__THE INPUT__:

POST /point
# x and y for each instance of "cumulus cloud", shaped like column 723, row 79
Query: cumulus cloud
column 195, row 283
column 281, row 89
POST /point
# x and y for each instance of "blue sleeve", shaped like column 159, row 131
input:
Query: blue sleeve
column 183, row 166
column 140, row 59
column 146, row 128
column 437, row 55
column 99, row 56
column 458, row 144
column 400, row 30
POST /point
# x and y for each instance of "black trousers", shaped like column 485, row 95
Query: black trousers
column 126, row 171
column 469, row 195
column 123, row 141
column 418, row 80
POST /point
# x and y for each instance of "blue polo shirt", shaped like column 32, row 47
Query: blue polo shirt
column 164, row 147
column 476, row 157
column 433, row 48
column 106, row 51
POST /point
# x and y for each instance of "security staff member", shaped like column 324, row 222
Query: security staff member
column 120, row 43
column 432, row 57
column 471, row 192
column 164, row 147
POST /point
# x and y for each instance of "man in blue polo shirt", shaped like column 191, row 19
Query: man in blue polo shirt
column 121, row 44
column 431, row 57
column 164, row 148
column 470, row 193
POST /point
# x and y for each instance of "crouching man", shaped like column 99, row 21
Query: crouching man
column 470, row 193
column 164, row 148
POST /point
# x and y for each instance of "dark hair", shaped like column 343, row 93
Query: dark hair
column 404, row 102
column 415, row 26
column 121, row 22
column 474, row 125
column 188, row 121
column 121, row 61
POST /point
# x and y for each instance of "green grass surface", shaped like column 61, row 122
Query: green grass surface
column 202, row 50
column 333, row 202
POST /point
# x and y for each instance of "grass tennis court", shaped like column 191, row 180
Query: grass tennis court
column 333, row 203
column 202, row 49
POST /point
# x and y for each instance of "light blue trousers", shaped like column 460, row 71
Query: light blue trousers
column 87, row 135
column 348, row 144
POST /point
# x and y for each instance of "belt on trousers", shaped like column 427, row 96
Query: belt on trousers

__WHAT IS BEING ASKED__: Set out every line of the records above as a JSON list of strings, one string per line, leaving out blank lines.

__TASK SOLUTION__:
[
  "POST /point",
  "# x and y for each instance of \"cumulus cloud\", shaped like column 723, row 79",
  "Query: cumulus cloud",
  "column 195, row 283",
  "column 281, row 89",
  "POST /point",
  "# x and y for each instance of \"blue sleeve\", shaped like column 159, row 131",
  "input:",
  "Query: blue sleeve",
  "column 183, row 166",
  "column 140, row 59",
  "column 146, row 128",
  "column 437, row 55",
  "column 99, row 56",
  "column 458, row 144",
  "column 400, row 30",
  "POST /point",
  "# x and y for each instance of \"black trousers\", shaped like column 485, row 95",
  "Query: black trousers",
  "column 126, row 171",
  "column 469, row 195",
  "column 123, row 141",
  "column 418, row 80",
  "POST /point",
  "# x and y for each instance of \"blue polo shirt\", shaped like column 32, row 47",
  "Query: blue polo shirt",
  "column 164, row 147",
  "column 476, row 157",
  "column 433, row 48",
  "column 106, row 51",
  "POST /point",
  "# x and y for each instance of \"security staff member\", shaped like column 324, row 222",
  "Query: security staff member",
  "column 120, row 43",
  "column 432, row 57",
  "column 471, row 192",
  "column 164, row 147",
  "POST /point",
  "# x and y for each instance of \"man in blue polo shirt\", shaped like column 191, row 19",
  "Query: man in blue polo shirt",
  "column 121, row 44",
  "column 431, row 57",
  "column 164, row 148",
  "column 470, row 193",
  "POST /point",
  "# x and y for each instance of \"crouching man\", shaped like column 99, row 21",
  "Query: crouching man",
  "column 470, row 193",
  "column 164, row 148",
  "POST /point",
  "# x and y for each instance of \"dark hair\", shaped like column 343, row 93",
  "Query: dark hair",
  "column 404, row 102",
  "column 415, row 26",
  "column 121, row 22",
  "column 474, row 125",
  "column 188, row 121",
  "column 121, row 61",
  "POST /point",
  "# x and y for each instance of \"green grass surface\", shaped like column 61, row 122",
  "Query: green grass surface",
  "column 202, row 50",
  "column 333, row 202",
  "POST /point",
  "# x and y for each instance of \"grass tennis court\", shaped like column 191, row 180",
  "Query: grass tennis court",
  "column 333, row 203",
  "column 202, row 49",
  "POST /point",
  "# x and y for each instance of \"light blue trousers\", shaped like column 460, row 71",
  "Query: light blue trousers",
  "column 87, row 135",
  "column 348, row 144",
  "POST /point",
  "# x and y for each instance of \"belt on trousers\", shaped like column 427, row 96",
  "Query: belt on trousers"
]